** start RECORD EXTRACTS **

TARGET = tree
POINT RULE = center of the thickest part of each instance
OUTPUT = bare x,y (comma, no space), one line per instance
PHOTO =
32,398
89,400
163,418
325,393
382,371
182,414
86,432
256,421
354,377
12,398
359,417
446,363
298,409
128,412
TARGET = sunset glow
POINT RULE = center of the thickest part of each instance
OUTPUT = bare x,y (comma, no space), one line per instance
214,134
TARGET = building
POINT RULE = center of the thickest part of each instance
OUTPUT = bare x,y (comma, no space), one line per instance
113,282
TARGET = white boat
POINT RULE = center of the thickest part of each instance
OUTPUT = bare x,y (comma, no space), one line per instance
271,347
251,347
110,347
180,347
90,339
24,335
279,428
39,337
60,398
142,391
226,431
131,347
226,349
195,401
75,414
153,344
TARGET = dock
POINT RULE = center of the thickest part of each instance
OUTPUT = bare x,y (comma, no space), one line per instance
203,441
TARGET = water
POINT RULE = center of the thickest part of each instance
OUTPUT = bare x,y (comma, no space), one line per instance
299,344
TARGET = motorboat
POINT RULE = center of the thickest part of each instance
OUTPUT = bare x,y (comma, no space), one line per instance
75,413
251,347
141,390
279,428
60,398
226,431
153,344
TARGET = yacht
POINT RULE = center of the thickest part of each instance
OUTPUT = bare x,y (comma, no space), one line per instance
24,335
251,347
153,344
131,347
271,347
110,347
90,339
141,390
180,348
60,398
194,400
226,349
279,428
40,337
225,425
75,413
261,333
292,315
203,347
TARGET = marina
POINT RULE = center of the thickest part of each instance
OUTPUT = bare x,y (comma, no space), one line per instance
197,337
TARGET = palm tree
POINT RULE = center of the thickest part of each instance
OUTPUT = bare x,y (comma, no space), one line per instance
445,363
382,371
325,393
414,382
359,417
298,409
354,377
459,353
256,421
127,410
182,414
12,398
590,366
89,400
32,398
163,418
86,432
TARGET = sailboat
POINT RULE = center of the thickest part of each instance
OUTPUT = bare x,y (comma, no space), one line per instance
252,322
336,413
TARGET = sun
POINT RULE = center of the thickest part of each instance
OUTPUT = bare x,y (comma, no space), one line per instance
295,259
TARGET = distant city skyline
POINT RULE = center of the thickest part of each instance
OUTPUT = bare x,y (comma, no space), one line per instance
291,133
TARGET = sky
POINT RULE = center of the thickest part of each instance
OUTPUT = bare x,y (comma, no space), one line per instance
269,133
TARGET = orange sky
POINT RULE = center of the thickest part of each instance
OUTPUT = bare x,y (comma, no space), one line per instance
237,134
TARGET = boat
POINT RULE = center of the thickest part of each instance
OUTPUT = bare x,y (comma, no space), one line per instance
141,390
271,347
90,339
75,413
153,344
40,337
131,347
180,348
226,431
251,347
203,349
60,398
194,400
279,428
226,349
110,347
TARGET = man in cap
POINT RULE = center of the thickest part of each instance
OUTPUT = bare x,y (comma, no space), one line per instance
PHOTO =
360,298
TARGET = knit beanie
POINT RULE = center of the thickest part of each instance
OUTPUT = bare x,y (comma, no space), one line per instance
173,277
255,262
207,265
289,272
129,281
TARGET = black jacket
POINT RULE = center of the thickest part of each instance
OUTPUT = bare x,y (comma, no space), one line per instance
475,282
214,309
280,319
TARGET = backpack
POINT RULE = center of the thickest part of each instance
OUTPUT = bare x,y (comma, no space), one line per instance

** end RECORD EXTRACTS **

__EXERCISE TASK__
Put all the rows above into a numbered list, leaving out any blank lines.

__WRITTEN ANSWER__
1. TARGET = tree
2. POINT RULE = center of the thickest part of each instance
3. OUTPUT = bare x,y (comma, no space), one line per instance
4. PHOTO =
5. 32,398
6. 89,400
7. 163,418
8. 325,393
9. 382,371
10. 182,414
11. 86,432
12. 256,421
13. 354,377
14. 12,398
15. 359,417
16. 446,363
17. 298,409
18. 128,412
19. TARGET = sunset glow
20. POINT RULE = center of the thickest part of each instance
21. OUTPUT = bare x,y (comma, no space), one line per instance
22. 214,134
23. TARGET = building
24. POINT RULE = center of the thickest part of each instance
25. OUTPUT = bare x,y (comma, no space), one line per instance
26. 113,282
27. TARGET = white boat
28. POINT RULE = center of the thickest part of each instance
29. OUTPUT = bare x,y (comma, no space), one line per instance
30. 271,347
31. 251,347
32. 110,347
33. 180,347
34. 90,339
35. 24,335
36. 279,428
37. 39,337
38. 60,398
39. 142,391
40. 226,431
41. 131,347
42. 226,349
43. 195,401
44. 75,414
45. 153,344
46. TARGET = dock
47. POINT RULE = center of the thickest part of each instance
48. OUTPUT = bare x,y (comma, no space), one line per instance
49. 203,441
50. TARGET = water
51. POINT RULE = center of the thickest part of each instance
52. OUTPUT = bare x,y (comma, no space), one line per instance
53. 299,344
54. TARGET = motorboat
55. POINT RULE = center of the thickest part of each instance
56. OUTPUT = bare x,y (comma, no space), one line per instance
57. 75,413
58. 251,347
59. 141,390
60. 279,428
61. 60,398
62. 226,431
63. 153,344
64. TARGET = yacht
65. POINT RULE = center of the thickest part of each instance
66. OUTPUT = bare x,y (comma, no space), one line per instance
67. 24,335
68. 251,347
69. 153,344
70. 131,347
71. 271,347
72. 110,347
73. 90,339
74. 141,390
75. 180,348
76. 60,398
77. 194,400
78. 226,349
79. 279,428
80. 40,337
81. 225,425
82. 75,413
83. 261,333
84. 292,315
85. 203,347
86. TARGET = marina
87. POINT RULE = center of the thickest part of each instance
88. OUTPUT = bare x,y (comma, no space), one line per instance
89. 197,337
90. TARGET = palm tree
91. POINT RULE = center of the thickest part of each instance
92. OUTPUT = bare x,y (comma, no space), one line per instance
93. 445,363
94. 382,371
95. 325,393
96. 414,382
97. 359,417
98. 298,409
99. 354,377
100. 459,353
101. 256,421
102. 127,410
103. 182,414
104. 12,398
105. 590,366
106. 89,400
107. 32,398
108. 163,418
109. 86,432
110. TARGET = sailboat
111. POINT RULE = center of the thickest part of each instance
112. OUTPUT = bare x,y (comma, no space), one line per instance
113. 252,322
114. 336,413
115. TARGET = sun
116. POINT RULE = center of the thickest part of each instance
117. OUTPUT = bare x,y (comma, no space), one line per instance
118. 295,259
119. TARGET = distant city skyline
120. POINT RULE = center of the thickest part of each instance
121. OUTPUT = bare x,y (comma, no space), one line per instance
122. 291,133
123. TARGET = sky
124. POINT RULE = center of the thickest part of each instance
125. OUTPUT = bare x,y (comma, no space), one line per instance
126. 269,133
127. TARGET = orange sky
128. POINT RULE = center of the thickest part of each instance
129. OUTPUT = bare x,y (comma, no space), one line per instance
130. 237,134
131. TARGET = boat
132. POINT RULE = center of the thickest part of each instance
133. OUTPUT = bare x,y (comma, no space), one line per instance
134. 141,390
135. 271,347
136. 90,339
137. 75,413
138. 153,344
139. 40,337
140. 131,347
141. 180,348
142. 226,431
143. 251,347
144. 203,349
145. 60,398
146. 194,400
147. 279,428
148. 226,349
149. 110,347
150. TARGET = man in cap
151. POINT RULE = center of the thickest part of each instance
152. OUTPUT = bare x,y (comma, no space), one line per instance
153. PHOTO =
154. 360,298
155. TARGET = knit beanie
156. POINT RULE = center of the thickest part of each instance
157. OUTPUT = bare x,y (comma, no space), one line per instance
158. 173,277
159. 255,262
160. 207,265
161. 289,272
162. 129,281
163. TARGET = black jacket
164. POINT RULE = center of the thickest part of each instance
165. OUTPUT = bare x,y (comma, no space), one line per instance
166. 475,282
167. 214,309
168. 280,319
169. TARGET = backpack
170. POINT RULE = center of the thickest part of each instance
171. OUTPUT = bare x,y (comma, no space), one line per instance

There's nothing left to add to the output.